Rewrite the material below with each "textured ceiling" changed to "plaster ceiling" and everything else left as it is. Omit the pictures from your answer.

• • • • •

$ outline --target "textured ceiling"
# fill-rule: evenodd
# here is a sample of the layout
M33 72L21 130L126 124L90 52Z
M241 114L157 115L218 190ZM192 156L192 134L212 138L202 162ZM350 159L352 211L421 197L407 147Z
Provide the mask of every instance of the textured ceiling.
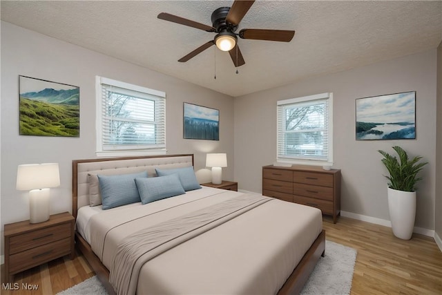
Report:
M442 1L257 1L238 28L295 30L290 43L239 39L236 73L215 33L160 20L169 12L211 25L231 1L2 1L1 19L233 97L435 48ZM214 79L216 73L216 79Z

• • • • •

ANSWER —
$ outline --target "plaster ceiling"
# fill-rule: evenodd
# here is a sample of the layout
M33 72L21 130L126 124L90 52Z
M241 114L157 115L218 190ZM192 156L192 134L212 138L202 162ZM350 159L352 211L421 197L407 147Z
Provide the mask of every instance of the plaster ceiling.
Report:
M442 1L257 1L238 28L295 30L290 43L239 39L236 73L215 33L160 20L169 12L211 25L231 1L2 1L1 19L233 97L435 48ZM214 79L216 73L216 79Z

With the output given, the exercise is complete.